What to do:
Swap "a dot per instance" for "one point per instance" throughout the records below and write them out again with nothing else changed.

Supplied records:
╔══

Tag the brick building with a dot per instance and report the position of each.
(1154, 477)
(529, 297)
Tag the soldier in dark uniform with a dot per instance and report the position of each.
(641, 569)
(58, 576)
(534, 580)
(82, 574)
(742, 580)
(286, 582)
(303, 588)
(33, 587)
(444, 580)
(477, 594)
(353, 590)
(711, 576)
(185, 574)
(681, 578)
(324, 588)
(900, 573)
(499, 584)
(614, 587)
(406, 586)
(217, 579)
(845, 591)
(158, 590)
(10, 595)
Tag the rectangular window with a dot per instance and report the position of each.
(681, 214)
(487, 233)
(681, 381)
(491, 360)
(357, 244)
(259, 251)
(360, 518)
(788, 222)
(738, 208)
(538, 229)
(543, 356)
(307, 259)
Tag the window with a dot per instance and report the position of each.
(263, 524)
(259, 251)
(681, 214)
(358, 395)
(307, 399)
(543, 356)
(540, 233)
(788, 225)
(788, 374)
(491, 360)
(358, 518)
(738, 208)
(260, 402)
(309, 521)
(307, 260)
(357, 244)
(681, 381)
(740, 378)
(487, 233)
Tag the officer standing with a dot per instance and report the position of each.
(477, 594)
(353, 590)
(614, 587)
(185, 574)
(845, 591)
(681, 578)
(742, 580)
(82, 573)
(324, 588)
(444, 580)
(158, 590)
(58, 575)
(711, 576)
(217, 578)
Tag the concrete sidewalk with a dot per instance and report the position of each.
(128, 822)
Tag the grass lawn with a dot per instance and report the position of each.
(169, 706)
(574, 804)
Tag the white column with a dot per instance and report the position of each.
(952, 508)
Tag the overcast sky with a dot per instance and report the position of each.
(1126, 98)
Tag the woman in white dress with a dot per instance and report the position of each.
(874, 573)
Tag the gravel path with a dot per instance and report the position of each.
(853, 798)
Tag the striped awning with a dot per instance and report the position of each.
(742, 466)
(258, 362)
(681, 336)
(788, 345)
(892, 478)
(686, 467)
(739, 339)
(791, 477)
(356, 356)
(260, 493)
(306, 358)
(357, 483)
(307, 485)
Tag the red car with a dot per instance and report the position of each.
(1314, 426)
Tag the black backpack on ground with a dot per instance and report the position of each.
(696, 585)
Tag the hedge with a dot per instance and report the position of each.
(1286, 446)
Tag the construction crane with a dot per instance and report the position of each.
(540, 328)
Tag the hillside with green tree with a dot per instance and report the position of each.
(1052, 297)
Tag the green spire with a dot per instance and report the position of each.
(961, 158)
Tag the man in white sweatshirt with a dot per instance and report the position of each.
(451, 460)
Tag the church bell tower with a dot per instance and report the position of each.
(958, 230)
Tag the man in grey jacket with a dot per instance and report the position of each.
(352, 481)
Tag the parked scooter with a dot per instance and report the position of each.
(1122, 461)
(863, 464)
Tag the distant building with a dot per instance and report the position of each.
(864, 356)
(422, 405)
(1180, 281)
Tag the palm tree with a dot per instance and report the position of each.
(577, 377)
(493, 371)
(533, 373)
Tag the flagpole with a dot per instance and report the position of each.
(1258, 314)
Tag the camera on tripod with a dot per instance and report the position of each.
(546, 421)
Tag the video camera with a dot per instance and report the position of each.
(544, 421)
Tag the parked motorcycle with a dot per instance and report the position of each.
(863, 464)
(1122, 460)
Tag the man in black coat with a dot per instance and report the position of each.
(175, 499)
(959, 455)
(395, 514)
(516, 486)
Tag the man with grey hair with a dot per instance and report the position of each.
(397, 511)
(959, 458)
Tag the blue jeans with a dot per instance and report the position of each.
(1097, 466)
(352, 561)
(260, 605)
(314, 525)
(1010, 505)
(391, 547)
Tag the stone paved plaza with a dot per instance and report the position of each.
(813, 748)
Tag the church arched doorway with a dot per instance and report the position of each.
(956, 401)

╚══

Result of this exercise:
Tag the brick building with one point per instance and report the position of each.
(1154, 477)
(529, 297)
Tag the soldier in dark uniform with one point per instance and report the position of each.
(641, 569)
(58, 576)
(534, 580)
(82, 574)
(742, 580)
(286, 582)
(303, 588)
(33, 587)
(444, 580)
(477, 594)
(353, 590)
(711, 576)
(185, 574)
(681, 578)
(324, 588)
(900, 573)
(499, 584)
(614, 587)
(406, 586)
(217, 579)
(845, 591)
(158, 590)
(10, 595)
Tag the rectangular window with one point per instance and report the position of each.
(681, 214)
(487, 233)
(681, 381)
(491, 360)
(357, 244)
(259, 251)
(360, 518)
(788, 222)
(738, 208)
(538, 229)
(543, 356)
(307, 259)
Tag the window with one point per instance and report the position of each.
(263, 524)
(259, 251)
(681, 214)
(358, 395)
(307, 399)
(543, 356)
(540, 233)
(788, 225)
(788, 374)
(491, 360)
(358, 518)
(738, 208)
(260, 402)
(309, 521)
(307, 260)
(357, 244)
(681, 381)
(740, 378)
(487, 233)
Tag the officer standing with one point per instance and report the position of each.
(477, 594)
(353, 590)
(614, 587)
(185, 574)
(845, 591)
(681, 578)
(742, 580)
(82, 573)
(324, 588)
(444, 580)
(158, 590)
(58, 575)
(711, 576)
(217, 578)
Tag the concrete sidewalk with one point per instance and report the position of each.
(128, 822)
Tag the grass lawn with one point per instance and report the position of each.
(169, 706)
(574, 804)
Tag the white column with one point per instance and report the position of each.
(952, 508)
Tag the overcast sky with one point per instance and report the position of each.
(1126, 98)
Tag the woman in white dress with one point per instance and report the position of each.
(874, 573)
Tag the gravel path with one point per instance and report the position of each.
(853, 798)
Tag the striped awning with one point per instance and report the position of each.
(742, 466)
(258, 362)
(681, 336)
(788, 345)
(892, 478)
(686, 467)
(739, 339)
(791, 477)
(356, 356)
(260, 493)
(306, 358)
(357, 483)
(307, 485)
Tag the red car with one point per instance and report the position of each.
(1314, 426)
Tag the black backpack on ground with one point per instance and report the position of each.
(696, 585)
Tag the hedge with one point per instance and report the position of each.
(1286, 446)
Tag the construction crane with one point per instance and report the position of each.
(540, 328)
Tag the hillside with green tree with one point per instance and report the position of each.
(1052, 297)
Tag the green spire with one point per instance and report the position of each.
(961, 158)
Tag the man in white sweatshirt with one point per instance and report the position of each.
(451, 460)
Tag the church bell tower with one point per instance and report the position of each.
(958, 230)
Tag the man in grey jacket with one point per instance and report the position of each.
(352, 481)
Tag the parked scooter with one point per instance and report the position of each.
(1122, 461)
(863, 464)
Tag the distant building with one point per instance and report the position of each.
(864, 356)
(422, 405)
(1180, 281)
Tag the palm tree with one point per instance and report the position of each.
(577, 377)
(493, 371)
(533, 373)
Tag the flagpole with one point per instance and report the position of each.
(1258, 314)
Tag the camera on tripod with one point per instance and report the position of each.
(546, 421)
Tag the video camera with one point per instance and report the position of each.
(544, 421)
Tag the parked motorcycle with one point per instance and report the position of each.
(863, 464)
(1122, 460)
Tag the man in black coat with one point per instance and report the position of each.
(175, 499)
(959, 455)
(395, 514)
(516, 486)
Tag the man with grey hair with one point per instance and report the position of each.
(397, 511)
(959, 458)
Tag the blue jeans with one point per instance and report the position of each.
(1097, 466)
(352, 561)
(260, 605)
(314, 525)
(1010, 505)
(391, 547)
Tag the stone paved plaza with one point per instance and report the position of each.
(813, 748)
Tag the church arched doorway with one point per instance and report the position of each.
(956, 401)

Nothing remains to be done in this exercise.